▶ **Direction 1**
Using the excerpt, decide whether each statement agrees with it: (a) The article was published in the Times Union on April 12, 2013. (b) Students were required to write their argument in ten paragraphs. (c) Students were to pretend their teacher was a Nazi government official. For each, answer yes or no and quote the words from the excerpt that settle it.
▶ **Direction 2**
Transcribe everything in the excerpt from "Students were asked" down to "hatred against America?".
▶ **Direction 3**
Summarize the excerpt in three sentences.

▶ **Excerpt**
Just to be clear, my comment about keeping this in public is to shame the teachers and program authors into a public confession of their anti-Semitism rather than allow them to blow it off with fake apologies, pretend they are do-gooders and continue elsewhere.

Speaking of apologies, fake or otherwise, here's an update:

School apologizes for 'Nazi' writing assignment
By Scott Waldman
April 12, 2013
Times Union

From the article:

Think like a Nazi, the assignment required students. Argue why Jews are evil.

Students in some Albany High School English classes were asked this week as part of a persuasive writing assignment to make an abhorrent argument: "You must argue that Jews are evil, and use solid rationale from government propaganda to convince me of your loyalty to the Third Reich!"

Students were asked to watch and read Nazi propaganda, then pretend their teacher was a Nazi government official who needed to be convinced of their loyalty. In five paragraphs, they were required to prove that Jews were the source of Germany's problems.


Just to make sure that Common Core does not only preach hatred against Jews to young kids by embedding it into class assignments, how about hatred against America?

▶ **Bounding box annotation entries**
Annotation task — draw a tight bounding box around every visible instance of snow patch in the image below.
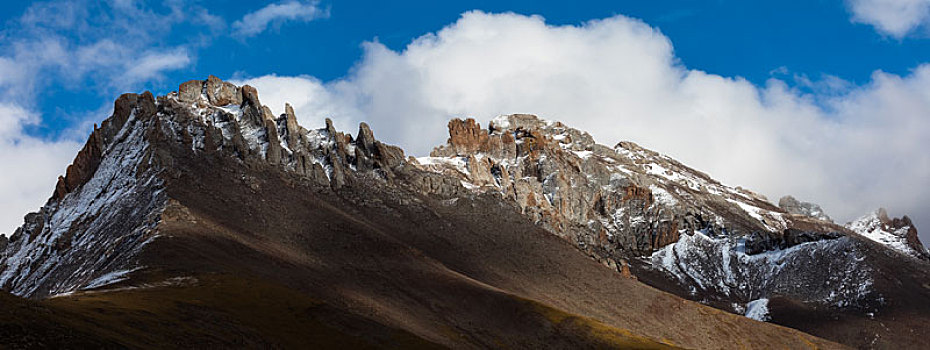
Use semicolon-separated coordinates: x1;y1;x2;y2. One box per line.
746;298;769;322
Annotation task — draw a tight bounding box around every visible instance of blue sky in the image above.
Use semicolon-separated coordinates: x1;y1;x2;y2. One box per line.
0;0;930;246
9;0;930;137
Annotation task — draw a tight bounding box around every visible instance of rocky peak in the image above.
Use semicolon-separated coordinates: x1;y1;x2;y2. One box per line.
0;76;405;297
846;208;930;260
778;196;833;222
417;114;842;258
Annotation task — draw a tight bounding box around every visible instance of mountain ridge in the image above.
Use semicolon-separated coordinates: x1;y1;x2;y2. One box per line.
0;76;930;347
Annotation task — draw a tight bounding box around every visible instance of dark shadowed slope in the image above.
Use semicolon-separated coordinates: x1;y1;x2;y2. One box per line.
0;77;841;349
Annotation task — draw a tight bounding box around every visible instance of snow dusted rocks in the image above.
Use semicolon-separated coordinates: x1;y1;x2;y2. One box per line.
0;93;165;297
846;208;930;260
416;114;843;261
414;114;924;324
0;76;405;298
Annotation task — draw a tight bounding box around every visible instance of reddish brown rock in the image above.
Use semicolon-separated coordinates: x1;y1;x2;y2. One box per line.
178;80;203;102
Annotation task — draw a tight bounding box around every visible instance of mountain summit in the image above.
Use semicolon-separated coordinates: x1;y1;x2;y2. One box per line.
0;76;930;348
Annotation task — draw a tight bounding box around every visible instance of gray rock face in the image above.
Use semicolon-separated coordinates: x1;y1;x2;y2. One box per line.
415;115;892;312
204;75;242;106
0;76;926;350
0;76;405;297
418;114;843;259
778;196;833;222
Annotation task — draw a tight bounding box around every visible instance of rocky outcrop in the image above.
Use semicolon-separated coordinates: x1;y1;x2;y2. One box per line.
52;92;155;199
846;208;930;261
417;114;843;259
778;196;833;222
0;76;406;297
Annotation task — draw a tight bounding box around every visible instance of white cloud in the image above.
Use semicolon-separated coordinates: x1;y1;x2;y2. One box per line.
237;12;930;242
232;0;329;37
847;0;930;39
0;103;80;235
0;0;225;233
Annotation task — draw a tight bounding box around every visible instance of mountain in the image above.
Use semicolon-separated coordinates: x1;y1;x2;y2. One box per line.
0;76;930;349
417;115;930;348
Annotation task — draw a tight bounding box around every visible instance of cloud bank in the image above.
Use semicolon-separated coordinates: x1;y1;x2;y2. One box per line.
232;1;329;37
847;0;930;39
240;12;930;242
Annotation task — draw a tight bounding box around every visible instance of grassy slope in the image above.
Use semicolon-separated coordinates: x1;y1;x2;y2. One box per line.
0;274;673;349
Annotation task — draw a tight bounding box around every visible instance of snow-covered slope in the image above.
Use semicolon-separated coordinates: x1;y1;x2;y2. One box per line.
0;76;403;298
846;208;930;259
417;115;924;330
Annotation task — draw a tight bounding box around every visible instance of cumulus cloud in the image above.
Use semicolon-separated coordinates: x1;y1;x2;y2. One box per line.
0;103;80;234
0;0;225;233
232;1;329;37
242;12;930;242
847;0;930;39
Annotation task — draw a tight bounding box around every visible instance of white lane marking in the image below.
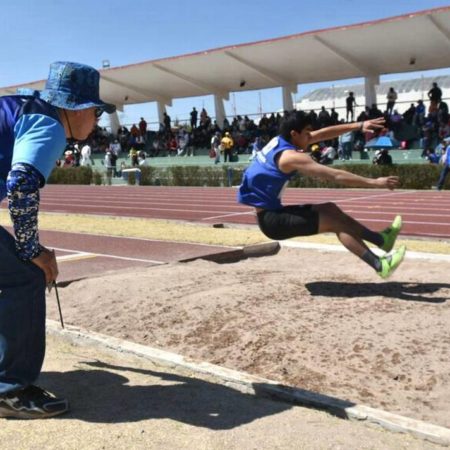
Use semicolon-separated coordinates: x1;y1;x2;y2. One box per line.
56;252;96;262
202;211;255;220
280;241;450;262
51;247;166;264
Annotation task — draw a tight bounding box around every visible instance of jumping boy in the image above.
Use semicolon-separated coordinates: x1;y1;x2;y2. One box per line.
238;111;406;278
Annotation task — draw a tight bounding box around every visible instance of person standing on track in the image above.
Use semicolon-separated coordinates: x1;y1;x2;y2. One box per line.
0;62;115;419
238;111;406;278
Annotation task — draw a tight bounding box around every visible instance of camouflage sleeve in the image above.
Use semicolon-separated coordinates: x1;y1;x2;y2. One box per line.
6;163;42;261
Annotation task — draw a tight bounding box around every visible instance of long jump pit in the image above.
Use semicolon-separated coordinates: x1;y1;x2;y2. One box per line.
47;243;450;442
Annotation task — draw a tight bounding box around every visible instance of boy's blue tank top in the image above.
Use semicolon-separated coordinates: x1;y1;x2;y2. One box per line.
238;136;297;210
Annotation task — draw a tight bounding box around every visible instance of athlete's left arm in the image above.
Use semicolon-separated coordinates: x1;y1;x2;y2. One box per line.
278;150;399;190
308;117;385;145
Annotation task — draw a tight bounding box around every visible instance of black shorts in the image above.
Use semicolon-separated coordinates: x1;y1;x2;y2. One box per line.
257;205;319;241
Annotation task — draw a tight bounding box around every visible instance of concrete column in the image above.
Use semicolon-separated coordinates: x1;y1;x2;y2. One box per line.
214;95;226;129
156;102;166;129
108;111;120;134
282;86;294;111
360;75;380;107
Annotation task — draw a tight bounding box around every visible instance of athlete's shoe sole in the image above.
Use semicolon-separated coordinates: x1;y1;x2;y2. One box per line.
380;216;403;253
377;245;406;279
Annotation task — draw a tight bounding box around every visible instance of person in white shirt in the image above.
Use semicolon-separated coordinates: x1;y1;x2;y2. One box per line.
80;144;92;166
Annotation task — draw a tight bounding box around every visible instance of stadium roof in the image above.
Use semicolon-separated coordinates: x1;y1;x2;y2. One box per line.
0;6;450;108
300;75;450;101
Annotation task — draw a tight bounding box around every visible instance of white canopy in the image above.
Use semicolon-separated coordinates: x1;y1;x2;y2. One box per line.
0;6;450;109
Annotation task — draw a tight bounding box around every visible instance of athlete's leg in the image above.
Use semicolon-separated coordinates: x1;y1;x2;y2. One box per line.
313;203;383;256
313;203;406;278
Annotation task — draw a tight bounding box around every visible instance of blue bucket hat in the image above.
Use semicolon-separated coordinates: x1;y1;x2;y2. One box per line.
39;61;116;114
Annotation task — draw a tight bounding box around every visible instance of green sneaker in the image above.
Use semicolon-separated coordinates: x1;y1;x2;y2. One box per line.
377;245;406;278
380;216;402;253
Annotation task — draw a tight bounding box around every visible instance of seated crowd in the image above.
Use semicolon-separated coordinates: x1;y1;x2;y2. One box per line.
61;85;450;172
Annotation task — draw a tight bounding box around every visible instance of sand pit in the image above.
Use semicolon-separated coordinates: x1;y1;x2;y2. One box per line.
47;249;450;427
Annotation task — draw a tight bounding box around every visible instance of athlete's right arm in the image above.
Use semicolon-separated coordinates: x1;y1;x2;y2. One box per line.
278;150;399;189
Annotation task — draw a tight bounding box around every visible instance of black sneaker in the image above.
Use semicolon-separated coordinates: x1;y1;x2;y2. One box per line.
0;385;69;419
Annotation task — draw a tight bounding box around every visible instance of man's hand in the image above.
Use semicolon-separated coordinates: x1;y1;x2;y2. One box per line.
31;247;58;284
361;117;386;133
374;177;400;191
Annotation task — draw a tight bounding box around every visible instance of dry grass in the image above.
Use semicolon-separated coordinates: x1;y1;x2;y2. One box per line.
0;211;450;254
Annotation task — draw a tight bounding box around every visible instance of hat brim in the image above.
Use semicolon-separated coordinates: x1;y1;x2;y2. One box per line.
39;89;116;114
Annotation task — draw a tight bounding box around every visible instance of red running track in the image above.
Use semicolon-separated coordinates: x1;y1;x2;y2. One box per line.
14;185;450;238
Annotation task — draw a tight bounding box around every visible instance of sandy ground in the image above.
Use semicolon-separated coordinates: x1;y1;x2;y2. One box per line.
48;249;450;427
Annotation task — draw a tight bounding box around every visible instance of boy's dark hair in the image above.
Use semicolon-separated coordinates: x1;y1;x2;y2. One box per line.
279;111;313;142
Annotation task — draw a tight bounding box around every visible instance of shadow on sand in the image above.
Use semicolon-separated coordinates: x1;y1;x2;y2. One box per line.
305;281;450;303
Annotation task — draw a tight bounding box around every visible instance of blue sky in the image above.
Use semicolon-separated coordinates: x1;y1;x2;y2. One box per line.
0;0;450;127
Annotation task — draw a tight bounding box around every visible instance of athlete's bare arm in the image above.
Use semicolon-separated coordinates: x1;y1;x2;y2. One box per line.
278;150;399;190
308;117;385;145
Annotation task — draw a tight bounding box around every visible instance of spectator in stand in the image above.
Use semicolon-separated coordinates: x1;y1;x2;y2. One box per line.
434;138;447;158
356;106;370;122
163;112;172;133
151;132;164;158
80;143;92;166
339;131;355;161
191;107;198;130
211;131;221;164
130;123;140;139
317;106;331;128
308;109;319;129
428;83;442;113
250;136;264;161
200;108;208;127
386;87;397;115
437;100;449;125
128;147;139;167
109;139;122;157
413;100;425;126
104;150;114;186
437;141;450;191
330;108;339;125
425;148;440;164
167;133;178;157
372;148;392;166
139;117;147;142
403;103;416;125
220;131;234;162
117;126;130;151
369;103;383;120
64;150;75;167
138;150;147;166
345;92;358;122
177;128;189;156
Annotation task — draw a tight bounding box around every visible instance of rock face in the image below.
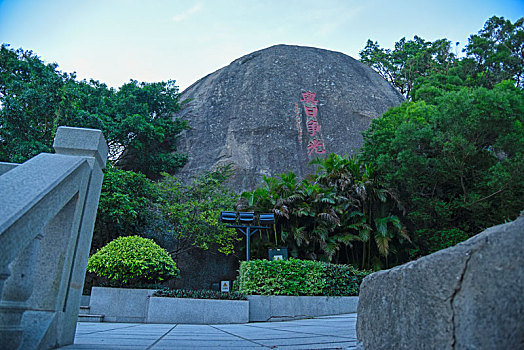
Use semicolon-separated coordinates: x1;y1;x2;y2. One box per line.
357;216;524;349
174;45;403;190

▶ **Complete output 1**
(a) Yes: "April 12, 2013" and "Times Union".
(b) No: "In five paragraphs, they were required to prove that Jews were the source of Germany's problems."
(c) Yes: "pretend their teacher was a Nazi government official who needed to be convinced of their loyalty."

▶ **Complete output 2**
Students were asked to watch and read Nazi propaganda, then pretend their teacher was a Nazi government official who needed to be convinced of their loyalty. In five paragraphs, they were required to prove that Jews were the source of Germany's problems.


Just to make sure that Common Core does not only preach hatred against Jews to young kids by embedding it into class assignments, how about hatred against America?

▶ **Complete output 3**
The writer says the purpose of keeping the matter public is to push the teachers and program authors into openly confessing their anti-Semitism instead of offering fake apologies. The writer then quotes a Times Union article reporting that Albany High School apologized for a persuasive writing assignment that asked students in some English classes to argue that Jews are evil. After watching and reading Nazi propaganda, students had to convince their teacher, cast as a Nazi government official, of their loyalty by proving in five paragraphs that Jews were the source of Germany's problems.